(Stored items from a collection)
--
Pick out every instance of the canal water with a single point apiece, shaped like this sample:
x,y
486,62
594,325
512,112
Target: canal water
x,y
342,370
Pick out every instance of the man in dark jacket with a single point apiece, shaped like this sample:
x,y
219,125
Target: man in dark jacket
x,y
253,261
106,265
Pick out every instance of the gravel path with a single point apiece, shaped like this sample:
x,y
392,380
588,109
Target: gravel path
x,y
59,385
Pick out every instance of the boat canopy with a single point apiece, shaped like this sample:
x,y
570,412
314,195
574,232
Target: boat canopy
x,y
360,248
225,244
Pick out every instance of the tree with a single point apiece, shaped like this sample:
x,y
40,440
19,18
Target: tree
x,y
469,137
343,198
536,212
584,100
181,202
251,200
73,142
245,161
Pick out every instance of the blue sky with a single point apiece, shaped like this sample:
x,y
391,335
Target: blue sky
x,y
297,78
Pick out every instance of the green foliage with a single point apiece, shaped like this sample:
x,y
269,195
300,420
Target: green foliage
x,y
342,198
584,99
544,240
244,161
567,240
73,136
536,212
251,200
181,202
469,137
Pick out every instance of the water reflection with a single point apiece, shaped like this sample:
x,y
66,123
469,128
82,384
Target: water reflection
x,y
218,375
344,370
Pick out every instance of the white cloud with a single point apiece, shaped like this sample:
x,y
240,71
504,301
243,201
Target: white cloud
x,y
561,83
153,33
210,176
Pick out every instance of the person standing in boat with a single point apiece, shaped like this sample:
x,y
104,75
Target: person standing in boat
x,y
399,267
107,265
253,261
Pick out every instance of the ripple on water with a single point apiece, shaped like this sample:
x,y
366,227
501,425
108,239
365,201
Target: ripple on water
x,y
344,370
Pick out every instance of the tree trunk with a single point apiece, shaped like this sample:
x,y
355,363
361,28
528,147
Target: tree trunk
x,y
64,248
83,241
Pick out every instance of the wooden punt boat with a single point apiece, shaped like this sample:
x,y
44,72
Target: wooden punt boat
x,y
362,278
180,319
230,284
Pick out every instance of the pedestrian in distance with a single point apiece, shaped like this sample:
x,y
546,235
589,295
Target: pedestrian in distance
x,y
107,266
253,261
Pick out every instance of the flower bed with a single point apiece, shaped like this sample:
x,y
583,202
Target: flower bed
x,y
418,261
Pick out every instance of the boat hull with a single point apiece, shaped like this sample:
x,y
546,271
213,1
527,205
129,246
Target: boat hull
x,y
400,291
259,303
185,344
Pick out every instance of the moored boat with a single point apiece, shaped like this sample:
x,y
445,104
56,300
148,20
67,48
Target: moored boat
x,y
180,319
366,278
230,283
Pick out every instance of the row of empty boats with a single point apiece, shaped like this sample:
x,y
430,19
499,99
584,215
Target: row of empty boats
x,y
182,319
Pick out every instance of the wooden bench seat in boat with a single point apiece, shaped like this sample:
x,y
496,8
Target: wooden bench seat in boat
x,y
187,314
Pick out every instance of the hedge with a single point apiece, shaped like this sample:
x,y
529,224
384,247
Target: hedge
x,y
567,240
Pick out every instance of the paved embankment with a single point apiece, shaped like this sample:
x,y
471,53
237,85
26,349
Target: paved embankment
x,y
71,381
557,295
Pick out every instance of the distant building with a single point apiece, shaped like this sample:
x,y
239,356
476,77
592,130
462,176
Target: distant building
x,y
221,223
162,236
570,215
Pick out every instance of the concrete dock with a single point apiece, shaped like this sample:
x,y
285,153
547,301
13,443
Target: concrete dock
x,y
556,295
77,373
--
- _Task goal_: For this task, please set down every entry exactly, with no line left out.

- _Response below_:
Pick out every instance of the canal water with a single point apiece, shaped like this sample:
x,y
486,62
594,325
512,112
Target: canal water
x,y
342,370
Pick out every instance of the man in dark jacket with a single point apiece, shaped like this sample:
x,y
219,125
Target: man in dark jacket
x,y
253,261
106,265
Pick out every instance of the gravel path with a single point apiece, shaped like this sample:
x,y
392,380
588,109
Target: gravel path
x,y
59,385
Pick out every instance of the boat canopy with a single point apiece, shaped like this sample:
x,y
570,412
314,195
574,232
Target: boat canopy
x,y
360,248
225,244
Pick out every instance of the tree with a single point apiece, shaped like this sample:
x,y
40,440
19,18
Target: tree
x,y
469,137
343,198
536,212
584,100
181,202
251,200
73,142
245,161
Pick out every instance of the blue sky with a single point apiece, shaped like this sample:
x,y
391,335
Target: blue sky
x,y
297,78
Pick out every instance of the green foliage with a single point apiece, shaped like this sample:
x,y
269,195
300,420
Target: green foliage
x,y
342,198
584,99
544,240
244,161
567,240
73,136
536,212
251,200
181,202
469,137
Pick out every instance of the water reflection with a single point apiece, shaped like this sample:
x,y
66,123
469,128
82,384
Target: water reflection
x,y
218,375
344,370
Pick out every instance of the white cloud with a single point apiece, shaped like this sample:
x,y
240,71
504,301
243,201
Target: white cloud
x,y
561,83
153,33
210,176
Pick out every instance of the person standing in boat with a single point apiece, shaped like this sample:
x,y
104,75
Target: person standing in boat
x,y
399,267
107,265
253,261
Pick out every instance of the ripple on water with a single point apiece, shaped like this sample:
x,y
366,227
501,425
108,239
365,201
Target: ripple on water
x,y
344,370
Pick out every instance of the tree trunk with a single point apiece, shaped like this sample:
x,y
355,363
361,28
528,147
Target: tree trunk
x,y
64,248
83,241
Pick out every instance of the wooden punt boat with a single point apiece, shaped like this sample:
x,y
44,72
Target: wooden punt boat
x,y
362,278
180,319
230,284
Pick out every instance of the pedestrian in distance with a single point apiece, shaped like this sample:
x,y
546,235
589,295
Target: pedestrian in distance
x,y
107,266
253,261
Pick out every instance of the flower bed with a single point apiece, shaped like this sample:
x,y
583,202
Target: flower bed
x,y
418,261
Pick out every instance of the boat hull with a single point apiece, shaped like this sample:
x,y
546,271
213,1
527,205
129,246
Target: boat hull
x,y
400,291
259,303
185,344
Pick out every instance of the moored boat with a single point apiece, shaped like this sample:
x,y
445,104
56,300
148,20
67,48
Target: moored boat
x,y
180,319
366,278
230,283
Pick out every instance of the row of empty boats with a single point apiece, shaped like this sample:
x,y
430,19
499,99
584,215
Target: row of empty boats
x,y
182,319
Pick out every instance of the wooden bench seat in boat with a single point apiece, shaped like this sample:
x,y
496,8
Target: wooden bench seat in boat
x,y
187,314
Pick out every instance of the hedge with a single point apiece, shaped like this sample:
x,y
529,224
384,247
Target: hedge
x,y
567,240
Pick out every instance of the paved embankment with a single point apiece, shaped like this sample:
x,y
471,53
237,85
26,349
Target: paved embankment
x,y
71,381
557,295
Pick out every instance of the distant building with a single point apiece, shaped like this sample:
x,y
239,356
476,77
592,130
462,176
Target: distant building
x,y
221,223
162,236
570,215
Pick out every instance of the concrete dock with a single point apiece, shaped like this sample:
x,y
285,153
547,301
13,443
Target: concrete dock
x,y
556,295
77,373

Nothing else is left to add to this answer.